[Work required] Sort through the entries below and pull out lines containing the word "instance".

[Records from a data collection]
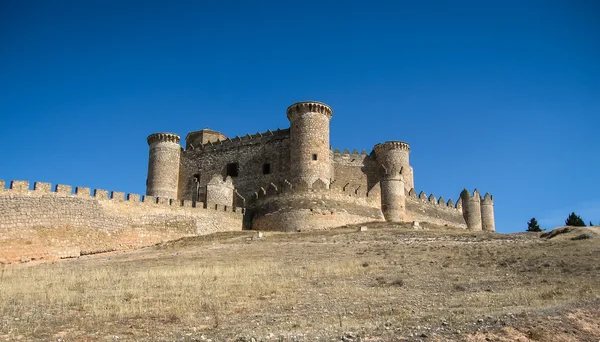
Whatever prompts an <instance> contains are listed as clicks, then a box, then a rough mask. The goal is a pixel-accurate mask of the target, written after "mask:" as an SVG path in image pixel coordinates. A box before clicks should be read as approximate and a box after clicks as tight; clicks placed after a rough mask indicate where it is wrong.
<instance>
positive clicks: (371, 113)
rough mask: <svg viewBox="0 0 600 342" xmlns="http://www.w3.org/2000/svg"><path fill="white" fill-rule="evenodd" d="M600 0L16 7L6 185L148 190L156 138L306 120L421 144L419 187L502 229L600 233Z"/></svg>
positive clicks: (3, 168) (3, 1)
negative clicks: (154, 144) (308, 109)
mask: <svg viewBox="0 0 600 342" xmlns="http://www.w3.org/2000/svg"><path fill="white" fill-rule="evenodd" d="M599 42H600V5H599V3H598V2H596V1H592V0H590V1H423V2H421V1H418V2H416V1H415V2H403V1H389V2H378V1H346V2H343V3H342V2H333V1H331V2H330V1H302V2H289V3H288V2H286V1H273V2H271V1H244V2H235V1H168V2H167V1H164V2H162V3H159V2H156V1H61V0H57V1H41V0H40V1H8V0H5V1H1V2H0V118H1V119H0V151H1V153H2V157H1V158H0V179H5V180H7V181H8V180H12V179H22V180H30V181H46V182H52V183H54V184H56V183H61V184H71V185H74V186H77V185H78V186H88V187H92V188H103V189H109V190H116V191H125V192H131V193H143V192H144V191H145V179H146V172H147V156H148V146H147V144H146V136H147V135H148V134H150V133H153V132H159V131H170V132H175V133H178V134H180V135H181V136H182V137H184V136H185V135H186V134H187V132H189V131H193V130H197V129H202V128H205V127H210V128H212V129H215V130H218V131H221V132H223V133H224V134H226V135H228V136H236V135H245V134H246V133H254V132H256V131H261V132H262V131H266V130H267V129H276V128H277V127H281V128H284V127H288V125H289V123H288V121H287V118H286V116H285V109H286V108H287V106H288V105H290V104H292V103H294V102H297V101H301V100H307V99H310V100H318V101H322V102H325V103H327V104H329V105H331V107H332V108H333V110H334V115H333V119H332V121H331V132H332V133H331V144H332V146H333V147H334V148H336V147H337V148H340V149H342V150H343V149H345V148H348V149H349V150H351V151H352V149H354V148H356V149H358V150H359V151H360V150H361V149H366V150H367V151H371V149H372V147H373V146H374V145H375V144H376V143H378V142H383V141H386V140H403V141H406V142H408V143H409V144H410V145H411V148H412V154H411V163H412V166H413V167H414V170H415V186H416V188H417V191H421V190H423V191H425V192H426V193H428V194H429V193H432V192H433V193H434V194H435V195H436V196H440V195H441V196H444V198H446V199H449V198H452V199H456V198H458V195H459V193H460V191H461V190H462V189H463V188H465V187H466V188H469V189H470V190H473V189H474V188H478V189H479V190H480V191H481V192H482V193H485V192H490V193H491V194H493V195H494V199H495V203H496V205H495V209H496V225H497V230H498V231H500V232H515V231H523V230H524V229H525V228H526V222H527V221H528V220H529V219H530V218H531V217H536V218H537V219H538V221H539V222H540V223H541V225H542V228H553V227H554V226H557V225H561V224H562V223H563V222H564V219H565V218H566V217H567V216H568V214H569V213H570V212H571V211H575V212H576V213H578V214H580V215H581V216H582V218H583V219H584V220H585V221H586V223H587V222H588V221H590V220H591V221H593V222H594V223H595V224H598V222H600V181H599V177H598V175H599V172H600V171H599V170H600V154H599V153H598V151H599V150H600V139H598V133H599V132H600V127H599V126H600V119H599V114H600V43H599Z"/></svg>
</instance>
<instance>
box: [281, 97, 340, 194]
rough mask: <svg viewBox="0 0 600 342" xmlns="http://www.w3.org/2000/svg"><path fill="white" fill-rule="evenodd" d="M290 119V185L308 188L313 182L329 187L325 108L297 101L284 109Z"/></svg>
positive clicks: (330, 177) (306, 102)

[Exercise result]
Whatever prompts an <instance> contains are listed as clicks, then a box, then a rough mask. The goal is a pixel-accurate mask of the target, written after "mask:" as an SVG path in image pixel coordinates. A box before clicks should be read as approximate and a box after clicks as tight; clicks placed after a rough mask indicate where it is wrong.
<instance>
</instance>
<instance>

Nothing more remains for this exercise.